- DIRECTIVE -
Put every line of the entries below into a JSON list of strings, one string per line and no blank lines. Leave the pictures out.
## BEGIN ENTRIES SUPPLIED
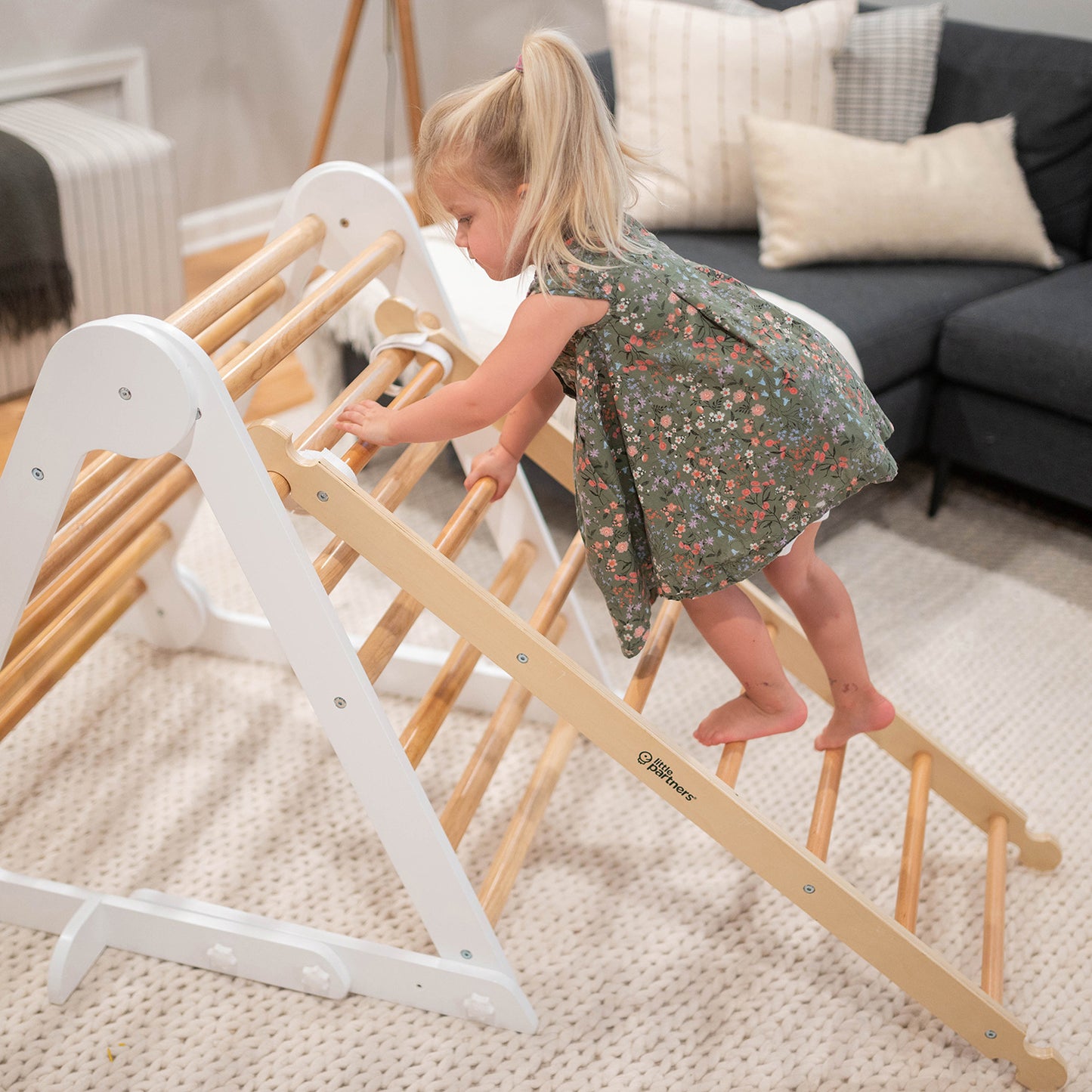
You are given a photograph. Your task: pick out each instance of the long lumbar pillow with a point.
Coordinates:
(886, 73)
(685, 76)
(957, 194)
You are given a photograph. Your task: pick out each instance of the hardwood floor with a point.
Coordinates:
(284, 387)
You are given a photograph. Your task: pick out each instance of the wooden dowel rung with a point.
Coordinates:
(63, 654)
(95, 476)
(431, 375)
(228, 324)
(26, 663)
(218, 299)
(309, 314)
(913, 842)
(500, 880)
(513, 849)
(466, 797)
(448, 685)
(128, 555)
(108, 466)
(732, 759)
(822, 815)
(382, 645)
(376, 378)
(993, 933)
(114, 510)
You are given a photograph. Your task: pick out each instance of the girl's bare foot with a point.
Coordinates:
(856, 711)
(743, 719)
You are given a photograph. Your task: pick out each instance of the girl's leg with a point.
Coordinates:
(769, 704)
(822, 608)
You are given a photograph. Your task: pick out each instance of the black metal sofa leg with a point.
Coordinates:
(942, 471)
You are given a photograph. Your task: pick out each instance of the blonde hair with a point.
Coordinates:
(549, 128)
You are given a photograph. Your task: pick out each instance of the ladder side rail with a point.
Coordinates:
(576, 696)
(237, 487)
(952, 779)
(83, 401)
(515, 515)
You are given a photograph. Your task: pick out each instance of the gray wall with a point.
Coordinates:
(238, 84)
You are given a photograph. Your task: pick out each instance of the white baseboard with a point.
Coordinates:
(223, 225)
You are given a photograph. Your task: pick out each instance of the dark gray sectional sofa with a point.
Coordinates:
(981, 365)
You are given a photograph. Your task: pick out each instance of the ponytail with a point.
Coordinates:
(547, 127)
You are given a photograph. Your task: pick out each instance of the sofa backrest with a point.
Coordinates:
(1045, 82)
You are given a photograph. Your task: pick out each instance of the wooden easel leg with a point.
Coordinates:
(336, 79)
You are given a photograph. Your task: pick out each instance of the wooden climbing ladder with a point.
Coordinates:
(94, 545)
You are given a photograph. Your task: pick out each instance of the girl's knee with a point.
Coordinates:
(790, 574)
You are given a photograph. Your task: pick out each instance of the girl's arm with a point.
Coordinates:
(527, 416)
(540, 330)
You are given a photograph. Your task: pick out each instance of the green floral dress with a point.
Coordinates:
(711, 428)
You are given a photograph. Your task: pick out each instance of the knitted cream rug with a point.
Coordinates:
(653, 959)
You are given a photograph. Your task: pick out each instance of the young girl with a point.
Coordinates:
(713, 432)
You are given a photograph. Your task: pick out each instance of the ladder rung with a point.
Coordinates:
(513, 849)
(431, 375)
(448, 685)
(227, 326)
(913, 842)
(466, 797)
(59, 593)
(732, 759)
(475, 779)
(79, 604)
(218, 299)
(382, 370)
(360, 454)
(822, 815)
(993, 934)
(289, 333)
(66, 652)
(382, 645)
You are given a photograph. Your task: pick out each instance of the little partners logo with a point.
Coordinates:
(662, 770)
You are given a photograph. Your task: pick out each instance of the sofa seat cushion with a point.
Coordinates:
(1032, 343)
(891, 311)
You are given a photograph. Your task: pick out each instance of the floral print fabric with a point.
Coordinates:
(711, 428)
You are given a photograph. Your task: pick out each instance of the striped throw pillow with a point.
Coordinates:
(887, 71)
(686, 76)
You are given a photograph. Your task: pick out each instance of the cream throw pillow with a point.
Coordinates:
## END ENTRIES SUPPLIED
- THE REPLY -
[
  "You are given a photograph. Your task: pick out each instance of the long lumbar pillow with a point.",
  "Coordinates:",
  "(886, 73)",
  "(685, 76)",
  "(957, 194)",
  "You are given a photograph. Your task: pick out each instance of the hardwood floor with a point.",
  "Coordinates:",
  "(284, 387)",
  "You are given a photograph. Your task: pick out each instance of the wooden dowel rung with a point.",
  "Coordinates:",
  "(63, 654)",
  "(95, 476)",
  "(431, 375)",
  "(228, 324)",
  "(26, 663)",
  "(218, 299)",
  "(309, 314)",
  "(913, 842)",
  "(500, 880)",
  "(513, 849)",
  "(466, 797)",
  "(448, 685)",
  "(128, 555)",
  "(108, 466)",
  "(732, 759)",
  "(822, 815)",
  "(382, 645)",
  "(376, 378)",
  "(993, 933)",
  "(114, 510)",
  "You are given a photograph. Your task: pick out each instance of the girl's bare foot with a point.",
  "Coordinates:",
  "(856, 711)",
  "(743, 719)",
  "You are given a photograph. Your task: pick out each instance of the girl's leg with a point.",
  "Coordinates:",
  "(769, 704)",
  "(822, 608)",
  "You are given a photograph. Your task: pick out each instance of the black metal sofa leg with a point.",
  "Coordinates:",
  "(942, 471)",
  "You are given a photograph. Your task: pick out each instance of the blonde hair with a point.",
  "Coordinates:",
  "(549, 128)",
  "You are given a photograph. Your task: pick out each instance of the ladder side rail with a point.",
  "Coordinates:",
  "(576, 696)",
  "(237, 487)",
  "(952, 779)",
  "(83, 401)",
  "(515, 515)",
  "You are given a photograph. Your task: pick out each instance of the gray wall with a point.",
  "Coordinates:",
  "(238, 84)",
  "You are given a photograph. Your task: pick out each instance of the white baseboard with a point.",
  "Coordinates:",
  "(223, 225)",
  "You are given a photograph. Your task: pick out each instance of the dark gray sectional sofa with a point.",
  "Coordinates:",
  "(981, 365)",
  "You are given a photograph. Your task: pick out each instance of the ponytail with a point.",
  "Coordinates:",
  "(547, 127)",
  "You are given a photograph. Your task: pick out each instance of the sofa backrest with a point.",
  "Coordinates:",
  "(1045, 82)",
  "You are given a photograph. Your task: pick out each instance of the wooden easel leg with a point.",
  "Coordinates:",
  "(336, 79)",
  "You are given a photograph. Your task: pick out each instance of the wooden climbing ladder with a point.",
  "Coordinates:",
  "(94, 545)",
  "You are given a photograph. Your task: pick out each instance of the girl's knee with a point.",
  "Coordinates:",
  "(790, 574)",
  "You are given a photograph. Your task: pick out each instance of the girl's arm with a point.",
  "Coordinates:",
  "(527, 416)",
  "(540, 330)",
  "You are given a photograph. Your task: pick out each instance of the green floral dress with a point.",
  "Coordinates:",
  "(711, 428)",
  "You are given a photograph. Your task: pick out each instance of the knitted cream rug with a point.",
  "Coordinates:",
  "(653, 959)",
  "You are given a photograph. Your task: pick out each instance of the young girl with a point.",
  "Coordinates:",
  "(713, 432)",
  "You are given a photograph. Your task: pick out each instance of the ladder rung with a point.",
  "Coordinates:",
  "(513, 849)",
  "(431, 375)",
  "(448, 685)",
  "(227, 326)",
  "(913, 842)",
  "(466, 797)",
  "(59, 593)",
  "(732, 759)",
  "(475, 779)",
  "(79, 604)",
  "(218, 299)",
  "(382, 370)",
  "(360, 454)",
  "(822, 815)",
  "(993, 934)",
  "(289, 333)",
  "(66, 652)",
  "(382, 645)",
  "You are given a photograph. Your task: pick out each instance of the little partners logo with a point.",
  "Coordinates:",
  "(662, 770)",
  "You are given a photograph. Your task: pick out each instance of the sofa seat cushion with a point.",
  "Coordinates:",
  "(1032, 343)",
  "(891, 311)",
  "You are given a photograph. Your task: pick out each instance of the floral print fabric with a point.",
  "Coordinates:",
  "(711, 428)",
  "You are given a photograph. Your task: pick out each instance of the striped throw pillow with a point.",
  "Coordinates:",
  "(887, 71)",
  "(686, 76)",
  "You are given a photograph. Your task: pick out each instance of the cream throw pillow with a point.",
  "Coordinates:"
]